OBJECTIVE —
Update the lines below by replacing "mound of dirt" with "pile of soil", leaving everything else unchanged. Leave the pictures out of your answer.

(Image box annotation lines)
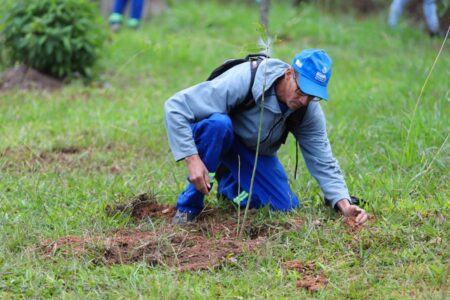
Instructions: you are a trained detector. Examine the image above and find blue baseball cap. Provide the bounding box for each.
[292,49,333,101]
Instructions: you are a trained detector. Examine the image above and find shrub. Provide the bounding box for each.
[1,0,105,79]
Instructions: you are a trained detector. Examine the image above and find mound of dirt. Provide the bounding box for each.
[0,65,64,91]
[37,193,303,271]
[283,260,328,292]
[106,193,176,221]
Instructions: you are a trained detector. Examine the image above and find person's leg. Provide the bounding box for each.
[177,114,234,215]
[218,139,300,211]
[128,0,144,28]
[423,0,439,34]
[388,0,409,27]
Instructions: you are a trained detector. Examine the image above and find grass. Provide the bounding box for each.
[0,1,450,299]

RESULT —
Instructions: you are a trained detector. Examine the image above and find blue baseball cap. Provide the bounding box for each.
[292,49,333,101]
Instructions: you are a trained detector. Examine the image above and find shrub. Provide the bounding box for each.
[1,0,105,79]
Instructions: you are a trained detector. Examine the image above and find pile of soil. Provide the bounding box for each.
[0,65,64,91]
[37,193,303,271]
[283,260,328,292]
[106,193,176,221]
Instructions: you are a trained detector. Examine the image above and find person's leg. Provide the bounding box for each.
[177,114,234,215]
[218,139,300,211]
[128,0,144,28]
[423,0,439,34]
[388,0,409,27]
Instructions: you are a trained detector. Examine the image above and find grass. Provide the bounding box for each.
[0,1,450,299]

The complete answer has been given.